# Work instructions
Format all of the rows below as a numbered list, skipping any blank lines and leaving out the pictures.

+++++

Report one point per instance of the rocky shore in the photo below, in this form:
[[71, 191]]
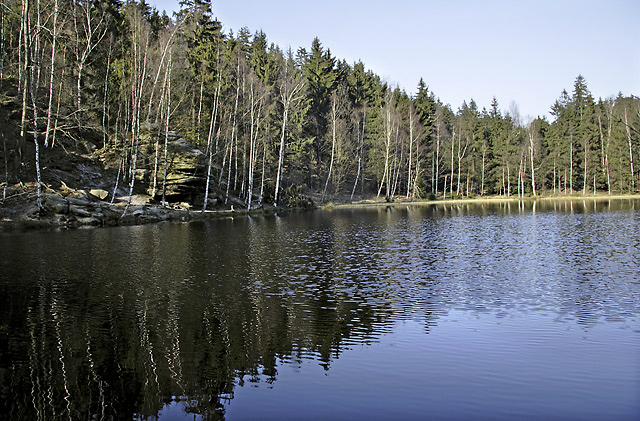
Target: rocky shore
[[21, 212]]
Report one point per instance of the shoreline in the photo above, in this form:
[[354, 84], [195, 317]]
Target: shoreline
[[488, 199], [62, 213]]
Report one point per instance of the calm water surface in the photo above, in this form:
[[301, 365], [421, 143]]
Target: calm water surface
[[499, 311]]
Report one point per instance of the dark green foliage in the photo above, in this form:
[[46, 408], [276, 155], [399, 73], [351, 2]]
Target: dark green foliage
[[226, 98]]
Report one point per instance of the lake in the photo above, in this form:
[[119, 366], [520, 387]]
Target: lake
[[459, 311]]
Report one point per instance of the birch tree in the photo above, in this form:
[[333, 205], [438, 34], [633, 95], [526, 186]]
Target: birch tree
[[292, 90]]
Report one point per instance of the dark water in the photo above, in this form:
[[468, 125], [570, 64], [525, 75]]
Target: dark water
[[443, 312]]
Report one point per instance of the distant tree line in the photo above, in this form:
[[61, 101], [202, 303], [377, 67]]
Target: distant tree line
[[269, 120]]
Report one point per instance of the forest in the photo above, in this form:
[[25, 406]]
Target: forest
[[271, 123]]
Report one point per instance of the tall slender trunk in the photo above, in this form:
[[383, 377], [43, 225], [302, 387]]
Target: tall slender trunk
[[360, 151], [531, 154], [385, 174], [571, 161], [334, 117], [140, 74], [2, 52], [24, 49], [156, 154], [33, 93], [586, 156], [410, 153], [508, 180], [437, 158], [233, 132], [166, 135], [484, 153], [626, 123], [212, 124], [54, 37], [285, 114]]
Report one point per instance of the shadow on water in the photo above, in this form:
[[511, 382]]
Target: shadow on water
[[126, 322]]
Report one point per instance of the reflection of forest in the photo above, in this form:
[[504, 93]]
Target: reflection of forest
[[143, 316]]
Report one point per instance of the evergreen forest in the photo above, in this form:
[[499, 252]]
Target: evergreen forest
[[270, 123]]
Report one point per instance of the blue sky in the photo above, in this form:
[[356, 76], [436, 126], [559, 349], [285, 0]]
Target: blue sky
[[520, 52]]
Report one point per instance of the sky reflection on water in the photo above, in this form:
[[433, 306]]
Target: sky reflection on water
[[498, 311]]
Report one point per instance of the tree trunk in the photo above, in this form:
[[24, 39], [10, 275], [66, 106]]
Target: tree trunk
[[166, 133], [334, 117], [531, 154], [285, 114], [54, 36], [233, 133], [212, 124], [626, 123], [410, 153]]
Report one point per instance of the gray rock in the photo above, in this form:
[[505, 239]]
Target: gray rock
[[55, 204], [99, 193], [80, 211]]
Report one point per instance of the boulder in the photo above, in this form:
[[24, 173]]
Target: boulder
[[99, 194], [55, 204], [80, 211]]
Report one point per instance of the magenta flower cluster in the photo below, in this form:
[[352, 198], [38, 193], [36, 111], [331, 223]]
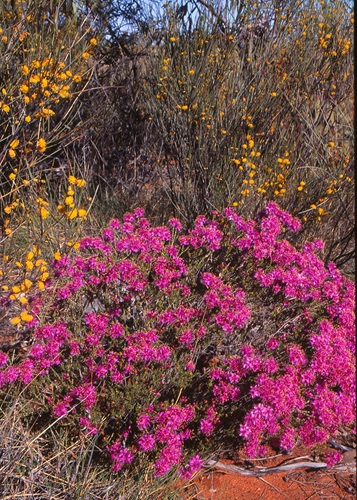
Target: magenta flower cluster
[[153, 336]]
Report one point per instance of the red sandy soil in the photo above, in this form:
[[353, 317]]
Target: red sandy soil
[[298, 484]]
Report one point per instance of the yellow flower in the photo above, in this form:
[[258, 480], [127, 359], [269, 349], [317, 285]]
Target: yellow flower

+++++

# Right answer
1. Report one point per instance of the rocky shore in the photo below, in this form:
2. [[71, 191]]
3. Target: rocky shore
4. [[21, 212]]
5. Report one point per instance of the shoreline in the photo above, in this form:
6. [[354, 84], [195, 317]]
7. Target: shoreline
8. [[488, 199], [62, 213]]
9. Report one point per instance of the calm water surface in the photo above, in this form:
10. [[301, 365], [421, 143]]
11. Target: calm water surface
12. [[499, 311]]
13. Report one point per instance of the dark green foliage in the photo above, in this form:
14. [[46, 408], [276, 155], [399, 73], [351, 2]]
15. Target: dark green foliage
16. [[226, 98]]
17. Report one point per instance of the lake in the photo above, in this form:
18. [[119, 366], [520, 387]]
19. Target: lake
20. [[459, 311]]
21. Report one point per instance of the birch tree in the photo above, in this form:
22. [[333, 205], [438, 34], [633, 95], [526, 186]]
23. Target: birch tree
24. [[292, 90]]
25. Report one point per instance of the dark water in the photo above, in this form:
26. [[468, 125], [570, 64], [525, 75]]
27. Target: dark water
28. [[443, 312]]
29. Report one point per instance of the distant tree line in the photo above, in this form:
30. [[61, 101], [202, 303], [377, 67]]
31. Target: distant tree line
32. [[269, 120]]
33. Report one point per instance of the forest in the photo above, in this form:
34. [[25, 406]]
35. Target: forest
36. [[271, 123]]
37. Report one point per instance of the tall slender trunk in the photo above, in this form:
38. [[383, 377], [43, 225], [302, 387]]
39. Target: tall slender trunk
40. [[360, 151], [531, 154], [385, 174], [571, 161], [334, 117], [140, 74], [2, 52], [24, 49], [156, 154], [33, 93], [586, 156], [410, 153], [508, 180], [437, 158], [233, 132], [166, 135], [484, 153], [626, 123], [212, 124], [54, 37], [285, 114]]
41. Report one point per instance of the shadow on water in the photo above, in this form:
42. [[511, 382]]
43. Target: shadow on water
44. [[126, 322]]
45. Report one point per instance of the reflection of forest in the photo above, in this form:
46. [[504, 93]]
47. Target: reflection of forest
48. [[143, 316]]
49. Report one point per instance of the evergreen forest in the photo above, in this form:
50. [[499, 252]]
51. Target: evergreen forest
52. [[270, 123]]
53. Report one point per instance of the blue sky in the photo above, in this form:
54. [[356, 76], [436, 126], [559, 349], [285, 0]]
55. Target: blue sky
56. [[520, 52]]
57. Report one point per instance of the sky reflection on water in the photo above, in this form:
58. [[433, 306]]
59. Target: sky reflection on water
60. [[498, 311]]
61. Report one point per instance of the tree trunk in the photo above, in this form:
62. [[24, 39], [10, 275], [66, 106]]
63. Target: tree trunk
64. [[166, 133], [334, 117], [531, 154], [285, 114], [54, 36], [233, 133], [212, 124], [626, 123], [410, 153]]
65. Report one point per instance of the gray rock in the photo above, in this form:
66. [[505, 239]]
67. Target: gray rock
68. [[55, 204], [99, 193], [80, 211]]
69. Report one point per instance of the boulder in the photo above, in this form:
70. [[24, 173]]
71. Target: boulder
72. [[99, 194], [55, 204], [80, 211]]
73. Report one point per instance of the magenta flower cluster in the photo below, in this form:
74. [[352, 198], [38, 193], [36, 111], [331, 223]]
75. Target: magenta flower cluster
76. [[153, 336]]
77. Report one point per instance of the red sandy soil in the photo above, in this form:
78. [[353, 317]]
79. Target: red sandy soil
80. [[298, 484]]
81. Report one point per instance of the yellow flower in the photo above, in this form:
82. [[258, 480], [127, 359], [269, 349], [317, 285]]
83. Target: yellow flower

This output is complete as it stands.